- PROBLEM -
Would you please state how many lines in the entries contain the word "guard"? Only the number should be given.

(Stored entries)
══════════════════════════════

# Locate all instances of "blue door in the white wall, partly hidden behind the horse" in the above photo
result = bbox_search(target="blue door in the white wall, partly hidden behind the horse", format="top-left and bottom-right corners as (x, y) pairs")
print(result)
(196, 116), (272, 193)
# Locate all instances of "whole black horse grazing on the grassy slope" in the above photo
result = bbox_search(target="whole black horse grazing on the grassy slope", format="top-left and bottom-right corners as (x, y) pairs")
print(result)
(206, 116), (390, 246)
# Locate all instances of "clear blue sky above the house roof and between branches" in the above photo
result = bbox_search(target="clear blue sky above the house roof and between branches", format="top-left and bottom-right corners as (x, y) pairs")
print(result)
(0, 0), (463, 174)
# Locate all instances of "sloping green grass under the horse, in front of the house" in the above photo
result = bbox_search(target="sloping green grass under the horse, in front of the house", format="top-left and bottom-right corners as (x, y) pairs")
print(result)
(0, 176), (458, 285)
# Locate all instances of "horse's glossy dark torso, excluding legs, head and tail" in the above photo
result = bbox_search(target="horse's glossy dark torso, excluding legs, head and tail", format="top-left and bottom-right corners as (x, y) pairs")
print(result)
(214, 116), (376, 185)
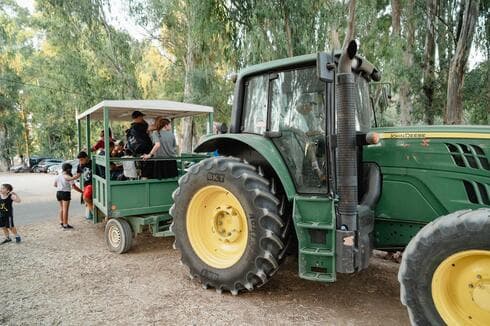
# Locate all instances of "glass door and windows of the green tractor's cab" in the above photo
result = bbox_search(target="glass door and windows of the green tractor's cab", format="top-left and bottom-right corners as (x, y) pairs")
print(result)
(232, 55), (378, 193)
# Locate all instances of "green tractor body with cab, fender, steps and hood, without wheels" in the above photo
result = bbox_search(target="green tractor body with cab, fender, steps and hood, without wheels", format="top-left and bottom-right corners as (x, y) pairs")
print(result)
(196, 54), (490, 282)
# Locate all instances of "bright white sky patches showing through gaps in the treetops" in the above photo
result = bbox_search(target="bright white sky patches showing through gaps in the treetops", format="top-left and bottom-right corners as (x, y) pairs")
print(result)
(12, 0), (485, 70)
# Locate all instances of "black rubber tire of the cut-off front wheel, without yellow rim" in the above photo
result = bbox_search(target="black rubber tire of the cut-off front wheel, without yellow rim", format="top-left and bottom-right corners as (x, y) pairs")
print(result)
(398, 208), (490, 325)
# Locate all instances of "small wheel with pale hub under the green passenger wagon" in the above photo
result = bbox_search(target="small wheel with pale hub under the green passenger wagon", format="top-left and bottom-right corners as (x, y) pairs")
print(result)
(104, 218), (133, 254)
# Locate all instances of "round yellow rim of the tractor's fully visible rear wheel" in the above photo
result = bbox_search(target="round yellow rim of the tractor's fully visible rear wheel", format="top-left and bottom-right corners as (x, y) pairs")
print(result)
(186, 186), (248, 269)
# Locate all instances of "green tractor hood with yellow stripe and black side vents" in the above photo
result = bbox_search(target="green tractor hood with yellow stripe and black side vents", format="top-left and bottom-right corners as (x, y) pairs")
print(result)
(363, 126), (490, 249)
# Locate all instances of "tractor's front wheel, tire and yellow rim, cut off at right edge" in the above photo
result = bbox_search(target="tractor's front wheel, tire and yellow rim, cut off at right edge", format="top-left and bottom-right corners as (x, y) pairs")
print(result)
(398, 209), (490, 325)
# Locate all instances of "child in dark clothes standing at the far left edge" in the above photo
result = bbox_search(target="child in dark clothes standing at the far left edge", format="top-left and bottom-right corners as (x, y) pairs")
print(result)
(0, 183), (20, 244)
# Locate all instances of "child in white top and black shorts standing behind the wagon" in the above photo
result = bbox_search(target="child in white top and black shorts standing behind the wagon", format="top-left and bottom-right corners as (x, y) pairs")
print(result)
(54, 163), (82, 230)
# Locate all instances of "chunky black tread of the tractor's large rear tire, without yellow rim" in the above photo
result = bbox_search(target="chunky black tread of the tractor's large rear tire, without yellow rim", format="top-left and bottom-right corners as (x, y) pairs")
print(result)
(170, 157), (286, 295)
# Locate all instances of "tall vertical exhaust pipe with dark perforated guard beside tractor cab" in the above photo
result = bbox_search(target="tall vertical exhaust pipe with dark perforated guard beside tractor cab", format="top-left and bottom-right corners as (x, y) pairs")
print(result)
(336, 41), (358, 273)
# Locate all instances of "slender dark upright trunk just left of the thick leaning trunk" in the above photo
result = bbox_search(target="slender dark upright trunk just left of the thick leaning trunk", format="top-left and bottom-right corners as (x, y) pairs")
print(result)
(422, 0), (438, 125)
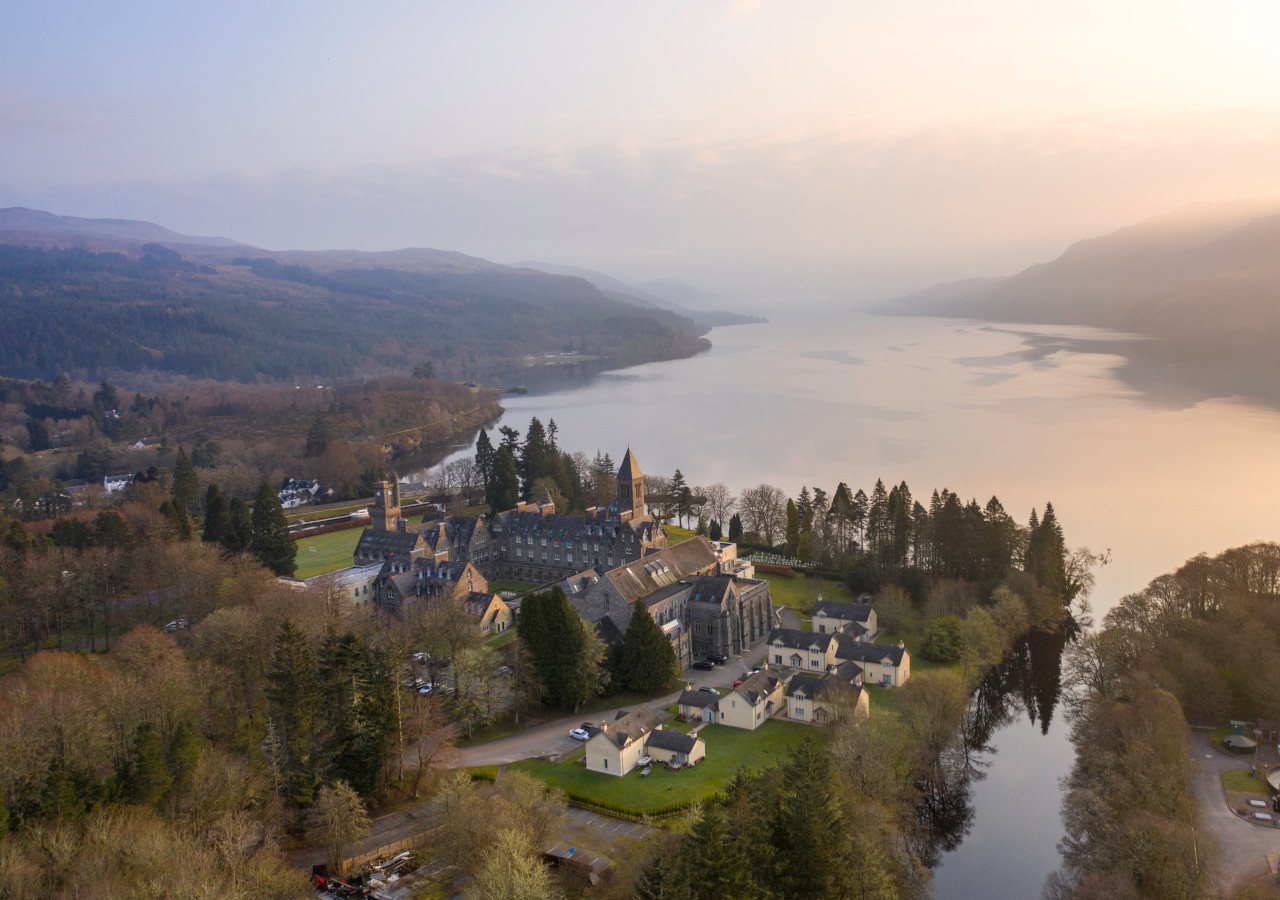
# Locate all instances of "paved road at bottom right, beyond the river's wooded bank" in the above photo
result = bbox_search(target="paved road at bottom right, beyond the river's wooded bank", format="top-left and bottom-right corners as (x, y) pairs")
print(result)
(1187, 732), (1280, 896)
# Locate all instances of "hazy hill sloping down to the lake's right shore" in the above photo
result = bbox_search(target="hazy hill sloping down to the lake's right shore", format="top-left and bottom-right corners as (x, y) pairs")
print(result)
(879, 204), (1280, 398)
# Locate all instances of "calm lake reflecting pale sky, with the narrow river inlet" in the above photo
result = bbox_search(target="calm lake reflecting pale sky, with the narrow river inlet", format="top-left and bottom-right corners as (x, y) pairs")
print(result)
(430, 305), (1280, 900)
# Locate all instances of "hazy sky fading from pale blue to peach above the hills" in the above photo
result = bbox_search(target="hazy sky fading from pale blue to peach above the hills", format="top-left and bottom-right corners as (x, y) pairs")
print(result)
(0, 0), (1280, 291)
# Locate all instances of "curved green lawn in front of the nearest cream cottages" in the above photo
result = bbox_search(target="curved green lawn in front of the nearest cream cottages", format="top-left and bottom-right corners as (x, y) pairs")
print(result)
(512, 719), (808, 813)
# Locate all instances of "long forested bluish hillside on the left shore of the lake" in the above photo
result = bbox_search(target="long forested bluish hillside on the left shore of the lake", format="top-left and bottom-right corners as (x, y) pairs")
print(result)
(0, 210), (709, 380)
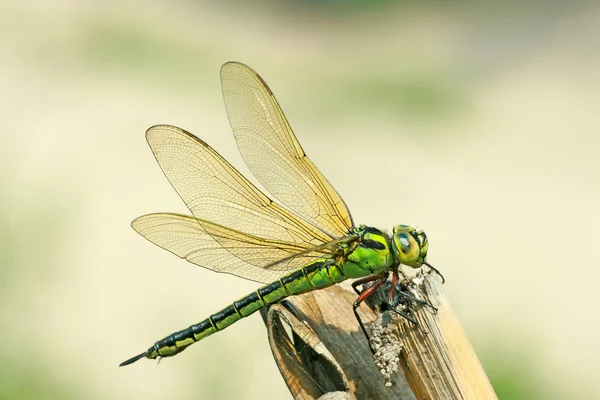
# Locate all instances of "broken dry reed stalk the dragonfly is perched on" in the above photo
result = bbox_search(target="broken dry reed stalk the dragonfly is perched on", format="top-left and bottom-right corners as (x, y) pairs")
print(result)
(262, 273), (497, 400)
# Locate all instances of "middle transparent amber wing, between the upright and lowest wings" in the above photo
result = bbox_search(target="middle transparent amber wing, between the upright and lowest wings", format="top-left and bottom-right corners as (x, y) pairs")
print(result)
(146, 125), (333, 246)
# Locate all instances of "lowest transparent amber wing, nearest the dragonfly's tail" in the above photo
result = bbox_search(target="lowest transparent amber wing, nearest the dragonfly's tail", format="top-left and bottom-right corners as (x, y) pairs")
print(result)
(131, 214), (346, 283)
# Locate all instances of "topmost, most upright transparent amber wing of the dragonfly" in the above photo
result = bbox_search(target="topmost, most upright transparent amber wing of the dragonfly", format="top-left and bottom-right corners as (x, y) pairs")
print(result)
(221, 62), (354, 237)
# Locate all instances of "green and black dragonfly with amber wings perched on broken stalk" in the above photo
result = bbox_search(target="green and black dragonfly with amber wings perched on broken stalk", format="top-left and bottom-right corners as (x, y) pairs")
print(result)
(120, 62), (443, 366)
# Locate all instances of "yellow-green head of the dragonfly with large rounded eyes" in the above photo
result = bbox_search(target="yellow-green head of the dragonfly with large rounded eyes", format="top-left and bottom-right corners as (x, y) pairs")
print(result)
(391, 225), (429, 268)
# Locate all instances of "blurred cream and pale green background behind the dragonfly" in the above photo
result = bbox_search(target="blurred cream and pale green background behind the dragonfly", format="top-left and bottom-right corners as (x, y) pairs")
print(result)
(0, 0), (600, 399)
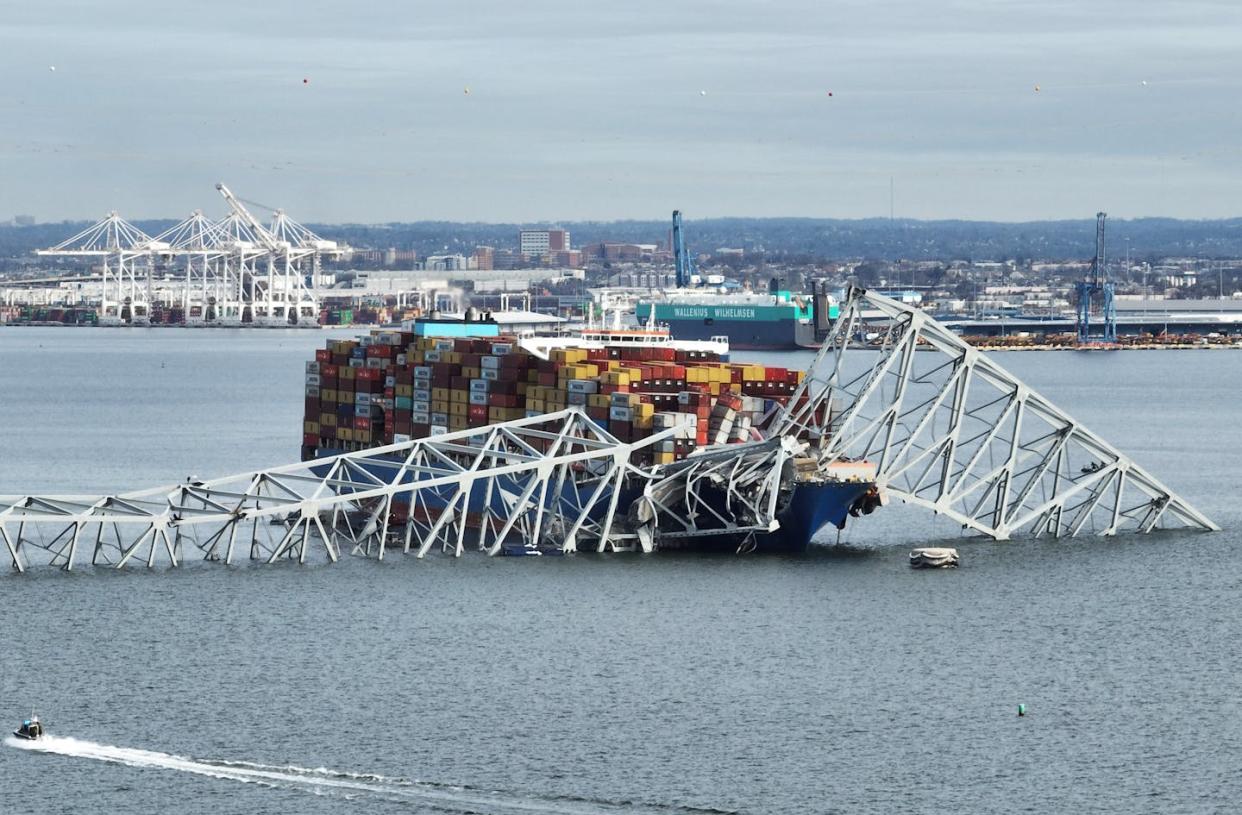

══════════════════════════════

- OUTPUT BELOW -
2